INSTRUCTIONS TO FOLLOW: Could you turn every line of the entries below into a numbered list, leaving out any blank lines?

- Opening Delimiter -

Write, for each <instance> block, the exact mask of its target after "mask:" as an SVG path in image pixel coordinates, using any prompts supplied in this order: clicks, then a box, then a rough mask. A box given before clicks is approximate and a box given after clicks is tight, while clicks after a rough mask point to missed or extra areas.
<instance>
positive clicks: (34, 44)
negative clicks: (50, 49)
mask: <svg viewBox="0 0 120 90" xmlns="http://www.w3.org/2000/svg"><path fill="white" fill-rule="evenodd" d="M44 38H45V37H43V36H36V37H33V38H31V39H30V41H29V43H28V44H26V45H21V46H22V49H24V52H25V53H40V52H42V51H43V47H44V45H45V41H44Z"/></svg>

- Closing Delimiter -

FINAL ANSWER:
1. Write, for each <instance> block, the exact mask of its target after "mask:" as an SVG path in image pixel coordinates, using any prompts supplied in this order: clicks, then a box, then a rough mask. A box given before clicks is approximate and a box given after clicks is tight, while clicks after a rough mask point to missed or extra areas.
2. <instance>
3. positive clicks: (34, 44)
4. negative clicks: (50, 49)
5. mask: <svg viewBox="0 0 120 90" xmlns="http://www.w3.org/2000/svg"><path fill="white" fill-rule="evenodd" d="M44 38H45V37H43V36H36V37H33V38H31V39H30V41H29V43H28V44H26V45H21V46H22V49H24V52H25V53H40V52H42V51H43V47H44V45H45V41H44Z"/></svg>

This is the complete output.